▸ DOCUMENT:
****

Multi-material topology optimization considering natural frequency constraint
ISSN: 0264-4401
Article publication date: 20 April 2022
Issue publication date: 5 July 2022
Abstract
Purpose
The purpose of this paper is to propose an effective and efficient numerical method that can consider natural frequency in multi-material topology optimization (MMTO) and which is scalable for complex three-dimensional (3D) problems.
Design/methodology/approach
The optimization algorithm is developed by combining custom FORTRAN code for MMTO with the open-source software Mystran, which is used as a finite element analysis (FEA) solver. The proposed algorithm allows the designer to shift the fundamental frequency of the design beyond a defined frequency spectrum from the initial designing phase. The methodology is formulated in a smooth and differentiable manner, with the sensitivity expressions, required by gradient-based optimization solvers, presented.
Findings
Natural frequency constraint has been successfully implemented into MMTO. The use of open-source software Mystran as an FEA solver in the algorithm provides ability to solve complex problems. Mystran offers powerful built-in functions for eigenvalue extraction using methods like Givens, modified Givens, inverse power and the Lanczos method, which provide the ability to solve complex models. The algorithm is successfully able to solve both two- and three-material MMTO jobs for two-dimensional and 3D geometries.

****

▸ EXERCISE TASK 1:
Reproduce the abstract verbatim from "Design/methodology/approach" to "optimization solvers, presented.".
▸ EXERCISE TASK 2:
Summarize the abstract in two sentences.
▸ EXERCISE TASK 3:
According to the abstract, which methods does Mystran offer for eigenvalue extraction?

A block of data
****

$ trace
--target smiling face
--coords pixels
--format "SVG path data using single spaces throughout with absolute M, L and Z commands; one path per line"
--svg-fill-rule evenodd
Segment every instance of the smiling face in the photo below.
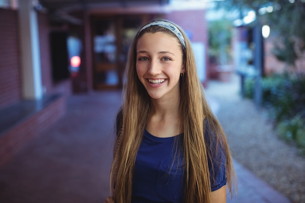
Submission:
M 178 39 L 162 32 L 147 33 L 136 45 L 136 73 L 152 99 L 179 96 L 183 54 Z

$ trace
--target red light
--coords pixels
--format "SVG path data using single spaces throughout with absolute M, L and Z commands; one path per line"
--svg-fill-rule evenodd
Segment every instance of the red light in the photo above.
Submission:
M 80 65 L 80 58 L 77 55 L 74 56 L 71 58 L 70 63 L 73 67 L 78 67 Z

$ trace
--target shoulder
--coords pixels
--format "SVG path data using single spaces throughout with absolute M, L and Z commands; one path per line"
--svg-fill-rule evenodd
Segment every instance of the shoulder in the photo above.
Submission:
M 219 189 L 227 182 L 226 162 L 227 154 L 223 134 L 219 134 L 216 126 L 204 122 L 204 137 L 207 148 L 208 164 L 210 171 L 211 191 Z

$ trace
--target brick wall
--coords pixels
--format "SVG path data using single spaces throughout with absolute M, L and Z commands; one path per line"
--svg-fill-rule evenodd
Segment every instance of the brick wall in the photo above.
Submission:
M 177 23 L 189 35 L 192 42 L 203 42 L 205 46 L 206 61 L 206 80 L 204 85 L 206 86 L 209 75 L 208 58 L 208 22 L 205 17 L 206 11 L 203 9 L 190 10 L 187 11 L 175 11 L 167 14 L 166 19 Z
M 0 109 L 21 96 L 18 15 L 0 8 Z
M 42 110 L 16 124 L 0 136 L 0 166 L 9 160 L 32 139 L 63 115 L 66 111 L 65 98 L 61 96 Z

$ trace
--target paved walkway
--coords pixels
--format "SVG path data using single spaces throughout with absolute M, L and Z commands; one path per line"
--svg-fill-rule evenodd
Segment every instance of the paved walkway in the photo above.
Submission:
M 208 98 L 213 109 L 217 103 Z M 103 203 L 109 194 L 113 127 L 120 91 L 72 96 L 60 120 L 0 168 L 0 203 Z M 289 203 L 238 163 L 228 203 Z

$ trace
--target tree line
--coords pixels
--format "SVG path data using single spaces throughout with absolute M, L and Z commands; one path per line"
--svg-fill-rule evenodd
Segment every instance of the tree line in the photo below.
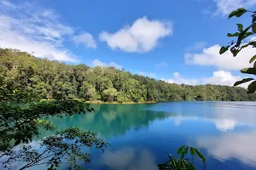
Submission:
M 16 49 L 0 48 L 0 76 L 26 94 L 41 99 L 81 99 L 117 102 L 161 100 L 256 100 L 242 88 L 177 85 L 132 75 L 114 67 L 67 65 L 38 59 Z M 33 96 L 27 96 L 33 98 Z

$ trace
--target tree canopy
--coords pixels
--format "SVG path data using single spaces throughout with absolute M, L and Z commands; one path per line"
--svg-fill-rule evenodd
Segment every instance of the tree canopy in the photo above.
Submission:
M 255 33 L 256 33 L 256 11 L 249 11 L 243 8 L 239 8 L 236 10 L 232 11 L 229 18 L 232 17 L 241 17 L 244 14 L 250 13 L 252 15 L 252 24 L 246 26 L 242 24 L 236 24 L 237 31 L 236 32 L 231 34 L 228 33 L 227 37 L 237 37 L 236 41 L 231 41 L 228 46 L 224 46 L 220 48 L 219 54 L 222 54 L 226 51 L 230 50 L 234 57 L 246 48 L 256 48 L 256 39 L 255 39 Z M 249 60 L 250 64 L 253 64 L 253 67 L 244 68 L 241 70 L 241 73 L 249 74 L 249 75 L 256 75 L 256 54 L 252 56 L 251 60 Z M 241 81 L 236 82 L 234 86 L 238 86 L 239 84 L 242 84 L 247 82 L 251 82 L 247 89 L 248 94 L 253 94 L 256 91 L 256 81 L 254 78 L 244 78 Z
M 220 85 L 177 85 L 132 75 L 114 67 L 67 65 L 38 59 L 26 52 L 0 49 L 3 86 L 26 89 L 26 99 L 81 99 L 117 102 L 160 100 L 256 100 L 242 88 Z M 0 92 L 1 93 L 1 92 Z M 3 95 L 2 95 L 3 96 Z M 4 97 L 3 97 L 4 98 Z

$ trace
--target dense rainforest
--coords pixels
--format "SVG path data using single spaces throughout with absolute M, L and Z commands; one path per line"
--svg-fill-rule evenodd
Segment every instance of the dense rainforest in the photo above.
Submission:
M 16 49 L 0 48 L 0 78 L 41 99 L 117 102 L 160 100 L 256 100 L 242 88 L 168 83 L 114 67 L 67 65 Z

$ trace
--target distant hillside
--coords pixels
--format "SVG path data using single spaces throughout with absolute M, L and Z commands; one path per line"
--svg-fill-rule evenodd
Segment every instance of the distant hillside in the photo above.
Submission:
M 42 99 L 85 100 L 256 100 L 241 88 L 219 85 L 177 85 L 132 75 L 113 67 L 89 67 L 38 59 L 25 52 L 0 48 L 3 85 L 39 94 Z

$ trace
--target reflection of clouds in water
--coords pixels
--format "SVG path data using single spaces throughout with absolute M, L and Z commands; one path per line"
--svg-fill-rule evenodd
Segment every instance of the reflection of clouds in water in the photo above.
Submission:
M 184 121 L 200 120 L 200 121 L 211 122 L 214 123 L 216 128 L 220 131 L 232 130 L 236 128 L 236 125 L 237 125 L 237 122 L 234 119 L 208 119 L 204 117 L 201 118 L 195 116 L 189 117 L 189 116 L 182 116 L 172 117 L 172 119 L 176 126 L 179 126 L 182 123 L 182 122 Z
M 231 119 L 215 120 L 215 126 L 218 130 L 227 131 L 232 130 L 236 127 L 236 121 Z
M 196 144 L 222 162 L 236 158 L 246 164 L 256 166 L 255 141 L 256 131 L 254 130 L 225 133 L 218 137 L 203 136 L 196 139 Z
M 115 152 L 106 151 L 102 163 L 110 169 L 158 169 L 154 156 L 148 150 L 131 147 L 122 148 Z
M 221 131 L 231 130 L 237 125 L 255 127 L 256 102 L 171 102 L 156 104 L 152 110 L 169 112 L 174 124 L 183 121 L 211 122 Z M 175 114 L 172 114 L 175 113 Z

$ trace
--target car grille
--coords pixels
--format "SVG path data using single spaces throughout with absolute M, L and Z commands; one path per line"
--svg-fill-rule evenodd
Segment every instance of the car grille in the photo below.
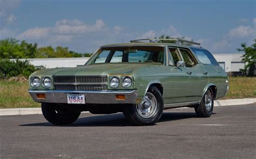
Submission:
M 54 76 L 53 84 L 56 90 L 107 90 L 106 76 Z

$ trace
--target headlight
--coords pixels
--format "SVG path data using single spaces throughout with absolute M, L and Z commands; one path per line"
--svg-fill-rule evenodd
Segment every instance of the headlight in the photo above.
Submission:
M 33 88 L 38 88 L 40 86 L 40 79 L 38 77 L 32 78 L 31 85 Z
M 122 81 L 122 85 L 124 88 L 129 88 L 132 83 L 132 81 L 129 77 L 125 77 Z
M 119 79 L 118 78 L 114 77 L 111 78 L 109 85 L 112 88 L 117 88 L 119 85 Z
M 51 80 L 49 77 L 45 77 L 43 80 L 43 86 L 45 88 L 49 88 L 51 85 Z

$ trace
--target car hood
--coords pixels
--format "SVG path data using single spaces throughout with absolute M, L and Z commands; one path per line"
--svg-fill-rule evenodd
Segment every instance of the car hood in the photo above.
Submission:
M 136 69 L 147 67 L 157 67 L 148 64 L 97 64 L 74 68 L 48 69 L 37 71 L 33 76 L 106 76 L 131 74 Z

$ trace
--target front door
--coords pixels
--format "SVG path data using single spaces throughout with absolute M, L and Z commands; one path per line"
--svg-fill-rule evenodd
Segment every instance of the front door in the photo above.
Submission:
M 187 102 L 200 101 L 204 89 L 208 83 L 208 75 L 188 49 L 180 48 L 179 50 L 191 81 Z
M 190 95 L 191 81 L 185 67 L 178 67 L 177 62 L 181 61 L 177 48 L 169 48 L 169 63 L 167 80 L 165 82 L 164 101 L 165 104 L 186 102 Z

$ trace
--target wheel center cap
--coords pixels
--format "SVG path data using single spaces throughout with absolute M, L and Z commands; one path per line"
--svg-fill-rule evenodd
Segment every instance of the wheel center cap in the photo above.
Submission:
M 151 105 L 150 103 L 149 102 L 147 102 L 145 103 L 144 104 L 144 107 L 145 109 L 148 109 L 150 107 L 150 105 Z

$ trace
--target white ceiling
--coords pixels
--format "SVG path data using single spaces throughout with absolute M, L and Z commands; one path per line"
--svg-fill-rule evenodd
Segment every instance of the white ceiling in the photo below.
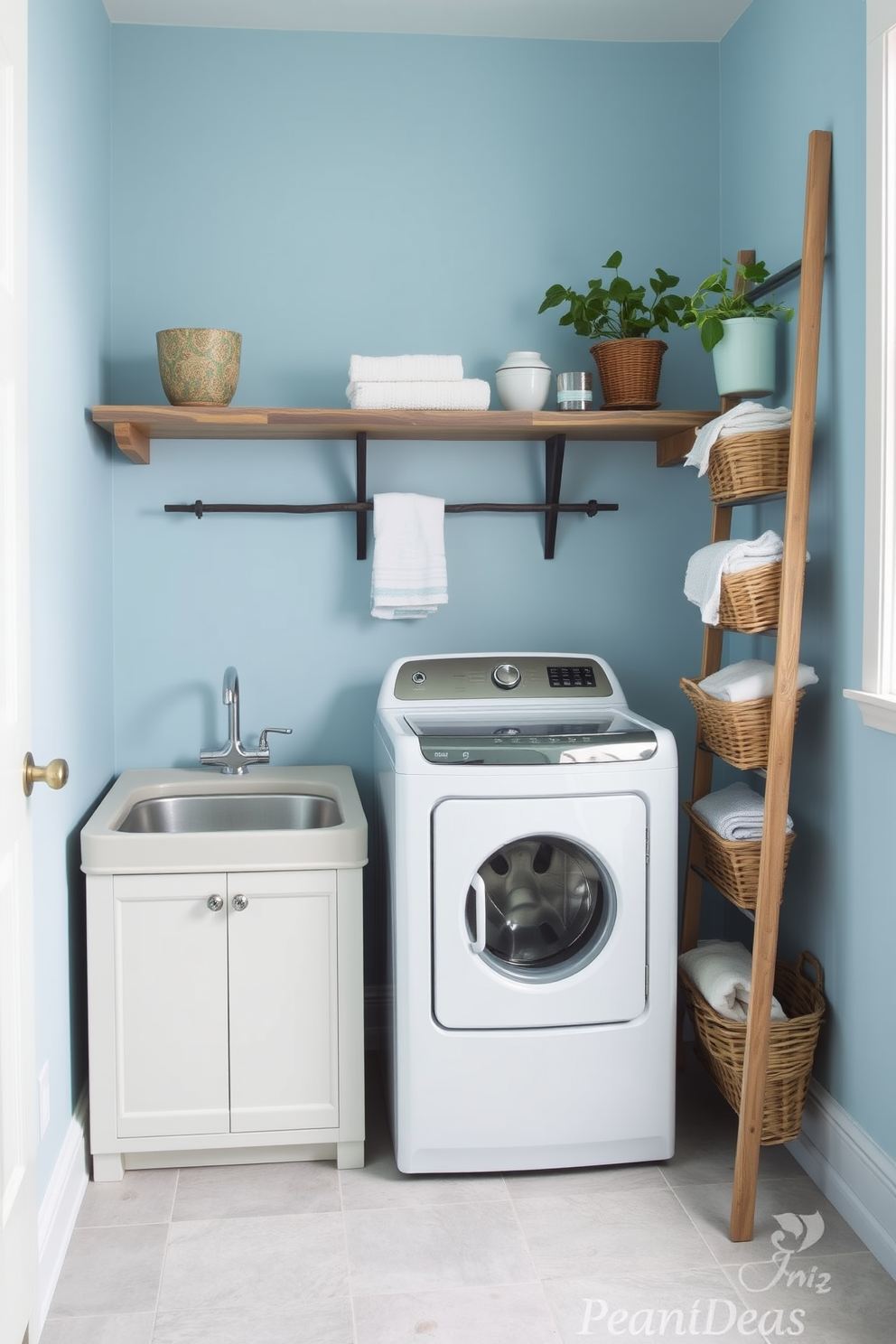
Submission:
M 423 32 L 586 42 L 719 42 L 751 0 L 103 0 L 113 23 Z

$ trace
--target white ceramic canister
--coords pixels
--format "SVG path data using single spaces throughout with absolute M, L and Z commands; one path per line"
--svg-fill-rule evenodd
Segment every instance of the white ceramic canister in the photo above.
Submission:
M 551 391 L 551 368 L 537 349 L 512 349 L 494 382 L 505 411 L 540 411 Z

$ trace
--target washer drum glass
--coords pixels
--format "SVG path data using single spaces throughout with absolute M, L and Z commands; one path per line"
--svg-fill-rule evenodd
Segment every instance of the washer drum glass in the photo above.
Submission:
M 496 969 L 556 978 L 591 961 L 615 919 L 615 892 L 599 860 L 557 836 L 525 836 L 501 845 L 478 870 L 485 886 L 485 948 Z M 473 939 L 476 891 L 466 898 Z

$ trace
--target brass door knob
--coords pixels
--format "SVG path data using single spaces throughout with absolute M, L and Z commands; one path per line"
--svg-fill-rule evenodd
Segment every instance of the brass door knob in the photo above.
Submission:
M 67 780 L 67 761 L 56 757 L 50 765 L 35 765 L 31 753 L 26 751 L 24 765 L 21 766 L 21 788 L 24 789 L 26 798 L 31 797 L 35 784 L 48 784 L 51 789 L 63 789 Z

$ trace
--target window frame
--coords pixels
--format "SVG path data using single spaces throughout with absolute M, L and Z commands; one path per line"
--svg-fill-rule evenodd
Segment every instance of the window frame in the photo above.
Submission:
M 868 0 L 866 19 L 862 687 L 844 695 L 896 732 L 896 0 Z

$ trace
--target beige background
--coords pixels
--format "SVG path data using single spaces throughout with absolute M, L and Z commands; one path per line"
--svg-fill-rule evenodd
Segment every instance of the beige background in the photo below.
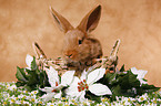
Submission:
M 121 39 L 119 67 L 147 70 L 149 84 L 161 86 L 161 0 L 0 0 L 0 82 L 17 81 L 17 65 L 24 67 L 26 55 L 34 55 L 34 41 L 48 57 L 61 56 L 63 33 L 49 6 L 77 26 L 98 4 L 102 15 L 92 34 L 104 55 Z

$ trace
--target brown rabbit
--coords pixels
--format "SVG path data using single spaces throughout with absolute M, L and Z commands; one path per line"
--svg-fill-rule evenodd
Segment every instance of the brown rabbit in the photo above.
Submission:
M 91 10 L 80 22 L 73 28 L 67 19 L 51 8 L 51 13 L 56 23 L 61 31 L 64 32 L 63 57 L 69 67 L 74 67 L 76 75 L 94 64 L 94 59 L 102 56 L 102 49 L 99 40 L 89 35 L 99 23 L 101 15 L 101 6 Z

****

▸ TASK OUTPUT 1:
Design/methodology/approach
The optimization algorithm is developed by combining custom FORTRAN code for MMTO with the open-source software Mystran, which is used as a finite element analysis (FEA) solver. The proposed algorithm allows the designer to shift the fundamental frequency of the design beyond a defined frequency spectrum from the initial designing phase. The methodology is formulated in a smooth and differentiable manner, with the sensitivity expressions, required by gradient-based optimization solvers, presented.

▸ TASK OUTPUT 2:
The abstract proposes a numerical method for considering natural frequency in multi-material topology optimization that is scalable for complex three-dimensional problems, developed by combining custom FORTRAN code with the open-source finite element solver Mystran. The natural frequency constraint was successfully implemented, and the algorithm solved both two- and three-material problems for two-dimensional and three-dimensional geometries.

▸ TASK OUTPUT 3:
Givens, modified Givens, inverse power and the Lanczos method.